Biased context aggregation scale: The fusion weights in SKNet and ResNeSt are generated via the global channel attention mechanism , which is preferred for information that distributes more globally. However, objects in the image can have an extremely large variation in size. Numerous studies have emphasized this issue that arises when designing CNNs, i.e., that the receptive fields of predictors should match the object scale range [52, 34, 35, 22]. Therefore, merely aggregating contextual information on a global scale is too biased and weakens the features of small objects. This gives rise to the question if a network can dynamically and adaptively fuse the received features in a contextual scale-aware way.
Motivated by the above observations, we present the attentional feature fusion (AFF) module, trying to answer the question of how a unified approach for all kinds of feature fusion scenarios should be and address the problems of contextual aggregation and initial integration. The AFF framework generalizes the attention-based feature fusion from the same-layer scenario to cross-layer scenarios including short and long skip connections, and even the initial integration inside AFF itself. It provides a universal and consistent way to improve the performance of various networks, e.g., InceptionNet, ResNet, ResNeXt , and FPN, by simply replacing existing feature fusion operators with the proposed AFF module. Moreover, the AFF framework supports to gradually refine the initial integration, namely the input of the fusion weight generator, by iteratively integrating the received features with another AFF module, which we refer to as iterative attentional feature fusion (iAFF).
To alleviate the problems arising from scale variation and small objects, we advocate the idea that attention modules should also aggregate contextual information from different receptive fields for objects of different scales. More specifically, we propose the Multi-Scale Channel Attention Module (MS-CAM), a simple yet effective scheme to remedy the feature inconsistency across different scales for attentional feature fusion. Our key observation is that scale is not an issue exclusive to the spatial attention, and the channel attention can also have scales other than the global by varying the spatial pooling size. By aggregating the multi-scale context information along the channel dimension, MS-CAM can simultaneously emphasize large objects that distribute more globally and highlight small objects that distribute more locally, facilitating the network to recognize and detect objects under extreme scale variation.
The scale variation of objects is one of the key challenges in computer vision. To remedy this issue, an intuitive way is to leverage multi-scale image pyramids [30, 2], in which objects are recognized at multiple scales and the predictions are combined using non-maximum suppression. The other line of effort aims to exploit the inherent multi-scale, hierarchical feature pyramid of CNNs to approximate image pyramids, in which features from multiple layers are fused to obtain semantic features with high resolutions [12, 31, 23].

Point labeling data
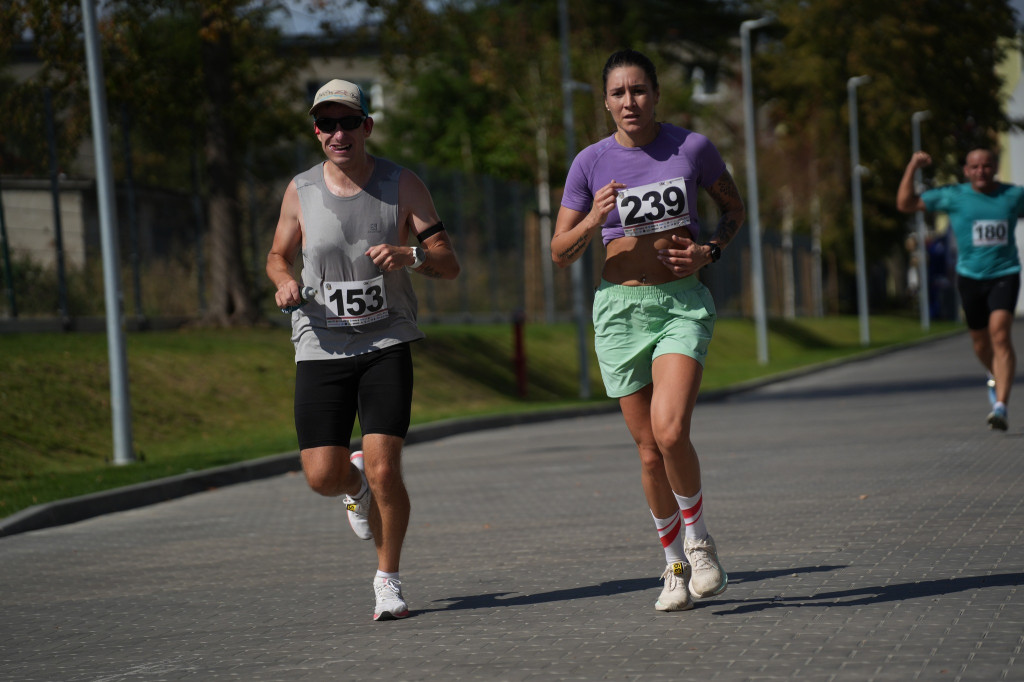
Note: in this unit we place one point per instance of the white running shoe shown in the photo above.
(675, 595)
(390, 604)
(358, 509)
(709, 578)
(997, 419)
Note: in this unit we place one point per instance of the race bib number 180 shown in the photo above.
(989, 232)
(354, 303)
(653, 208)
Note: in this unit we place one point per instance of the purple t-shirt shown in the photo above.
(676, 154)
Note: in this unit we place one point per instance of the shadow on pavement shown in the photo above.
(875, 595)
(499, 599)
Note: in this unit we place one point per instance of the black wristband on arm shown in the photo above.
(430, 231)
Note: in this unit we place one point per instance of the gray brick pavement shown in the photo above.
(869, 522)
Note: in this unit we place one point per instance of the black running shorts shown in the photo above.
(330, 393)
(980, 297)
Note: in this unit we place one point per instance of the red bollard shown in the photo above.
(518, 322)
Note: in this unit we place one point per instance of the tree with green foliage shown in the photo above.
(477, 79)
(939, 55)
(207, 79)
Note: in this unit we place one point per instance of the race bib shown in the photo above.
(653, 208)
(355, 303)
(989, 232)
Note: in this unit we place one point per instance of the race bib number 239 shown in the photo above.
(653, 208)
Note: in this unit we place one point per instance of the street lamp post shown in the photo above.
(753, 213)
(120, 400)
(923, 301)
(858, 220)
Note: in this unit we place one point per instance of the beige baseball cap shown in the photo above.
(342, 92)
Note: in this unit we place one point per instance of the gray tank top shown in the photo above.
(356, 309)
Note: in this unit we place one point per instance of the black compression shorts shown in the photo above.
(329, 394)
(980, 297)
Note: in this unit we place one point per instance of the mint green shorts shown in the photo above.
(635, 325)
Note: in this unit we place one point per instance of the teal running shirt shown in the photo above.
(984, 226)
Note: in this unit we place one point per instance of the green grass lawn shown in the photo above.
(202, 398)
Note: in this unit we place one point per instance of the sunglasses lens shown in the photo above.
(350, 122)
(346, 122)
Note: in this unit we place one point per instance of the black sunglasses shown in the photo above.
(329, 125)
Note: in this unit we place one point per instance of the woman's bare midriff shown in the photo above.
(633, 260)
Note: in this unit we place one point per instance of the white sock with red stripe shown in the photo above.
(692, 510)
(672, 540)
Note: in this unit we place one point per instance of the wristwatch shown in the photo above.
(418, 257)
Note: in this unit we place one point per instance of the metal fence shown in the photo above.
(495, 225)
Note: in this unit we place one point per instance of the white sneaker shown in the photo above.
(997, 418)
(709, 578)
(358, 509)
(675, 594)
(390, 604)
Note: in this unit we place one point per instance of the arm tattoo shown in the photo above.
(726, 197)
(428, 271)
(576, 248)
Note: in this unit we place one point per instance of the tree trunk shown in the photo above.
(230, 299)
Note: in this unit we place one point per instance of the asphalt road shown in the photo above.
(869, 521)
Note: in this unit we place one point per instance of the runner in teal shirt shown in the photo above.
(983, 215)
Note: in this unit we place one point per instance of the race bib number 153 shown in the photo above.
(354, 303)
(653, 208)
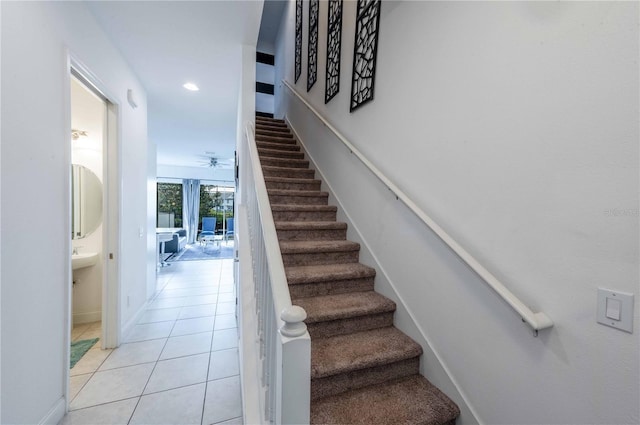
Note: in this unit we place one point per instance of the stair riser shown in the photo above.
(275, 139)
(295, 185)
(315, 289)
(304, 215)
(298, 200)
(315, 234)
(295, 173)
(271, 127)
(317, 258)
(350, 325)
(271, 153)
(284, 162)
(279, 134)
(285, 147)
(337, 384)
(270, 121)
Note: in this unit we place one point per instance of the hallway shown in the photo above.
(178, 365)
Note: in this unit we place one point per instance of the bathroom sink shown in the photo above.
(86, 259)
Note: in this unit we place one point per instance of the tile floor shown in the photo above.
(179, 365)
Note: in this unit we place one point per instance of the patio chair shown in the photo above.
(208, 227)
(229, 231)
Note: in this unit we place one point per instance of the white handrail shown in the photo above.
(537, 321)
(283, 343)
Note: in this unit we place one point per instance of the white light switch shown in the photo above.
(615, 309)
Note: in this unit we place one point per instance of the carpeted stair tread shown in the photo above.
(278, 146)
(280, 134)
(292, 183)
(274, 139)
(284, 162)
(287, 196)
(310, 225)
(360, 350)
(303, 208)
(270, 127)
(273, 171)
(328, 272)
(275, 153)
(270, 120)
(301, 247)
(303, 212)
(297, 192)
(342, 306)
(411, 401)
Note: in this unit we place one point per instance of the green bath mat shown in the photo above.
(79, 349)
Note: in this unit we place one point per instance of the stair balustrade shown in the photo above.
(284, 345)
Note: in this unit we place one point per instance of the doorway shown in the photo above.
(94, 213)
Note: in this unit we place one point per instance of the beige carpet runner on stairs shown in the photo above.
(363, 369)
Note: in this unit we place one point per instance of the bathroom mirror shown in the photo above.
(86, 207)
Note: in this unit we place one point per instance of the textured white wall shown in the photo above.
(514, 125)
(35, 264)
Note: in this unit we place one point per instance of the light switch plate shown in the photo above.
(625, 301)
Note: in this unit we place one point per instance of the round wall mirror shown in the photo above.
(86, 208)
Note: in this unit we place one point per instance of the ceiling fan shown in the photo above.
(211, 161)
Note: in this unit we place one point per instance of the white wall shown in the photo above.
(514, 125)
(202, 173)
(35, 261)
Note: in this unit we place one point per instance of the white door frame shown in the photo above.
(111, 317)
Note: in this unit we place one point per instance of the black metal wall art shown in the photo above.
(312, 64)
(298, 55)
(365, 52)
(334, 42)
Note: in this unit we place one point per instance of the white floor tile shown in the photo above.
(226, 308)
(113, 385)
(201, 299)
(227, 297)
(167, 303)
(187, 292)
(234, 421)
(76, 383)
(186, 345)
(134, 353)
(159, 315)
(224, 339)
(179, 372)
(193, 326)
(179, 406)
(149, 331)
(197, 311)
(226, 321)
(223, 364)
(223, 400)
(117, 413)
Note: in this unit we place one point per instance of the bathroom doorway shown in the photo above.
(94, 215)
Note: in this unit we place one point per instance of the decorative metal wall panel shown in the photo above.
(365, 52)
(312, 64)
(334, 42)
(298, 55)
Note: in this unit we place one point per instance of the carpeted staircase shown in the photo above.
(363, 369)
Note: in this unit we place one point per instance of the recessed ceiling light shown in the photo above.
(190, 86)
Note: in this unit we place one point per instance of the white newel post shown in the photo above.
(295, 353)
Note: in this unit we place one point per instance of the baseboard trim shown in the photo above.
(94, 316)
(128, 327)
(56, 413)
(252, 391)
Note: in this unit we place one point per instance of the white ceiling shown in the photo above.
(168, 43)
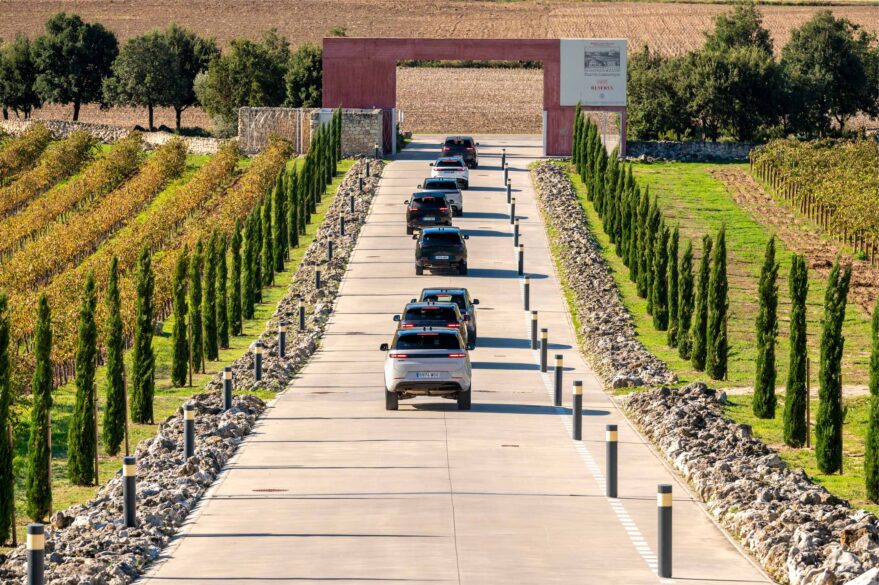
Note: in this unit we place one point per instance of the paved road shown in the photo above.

*LIST OF TASKS*:
1 – In two sentences, summarize the passage on attentional feature fusion.
2 – Echo the part of the passage on attentional feature fusion starting at "Biased context aggregation" and ending at "contextual scale-aware way.".

*RESPONSES BY TASK*:
1 – Because fusion weights in SKNet and ResNeSt come from global channel attention, which aggregates context only on a global scale and weakens the features of small objects, the authors propose the attentional feature fusion (AFF) module as a unified approach that extends attention-based fusion from same-layer to cross-layer scenarios and can be iteratively refined as iAFF. They also propose the Multi-Scale Channel Attention Module (MS-CAM), which aggregates multi-scale context along the channel dimension so that large, globally distributed objects and small, locally distributed objects are both emphasized.

2 –
Biased context aggregation scale: The fusion weights in SKNet and ResNeSt are generated via the global channel attention mechanism , which is preferred for information that distributes more globally. However, objects in the image can have an extremely large variation in size. Numerous studies have emphasized this issue that arises when designing CNNs, i.e., that the receptive fields of predictors should match the object scale range [52, 34, 35, 22]. Therefore, merely aggregating contextual information on a global scale is too biased and weakens the features of small objects. This gives rise to the question if a network can dynamically and adaptively fuse the received features in a contextual scale-aware way.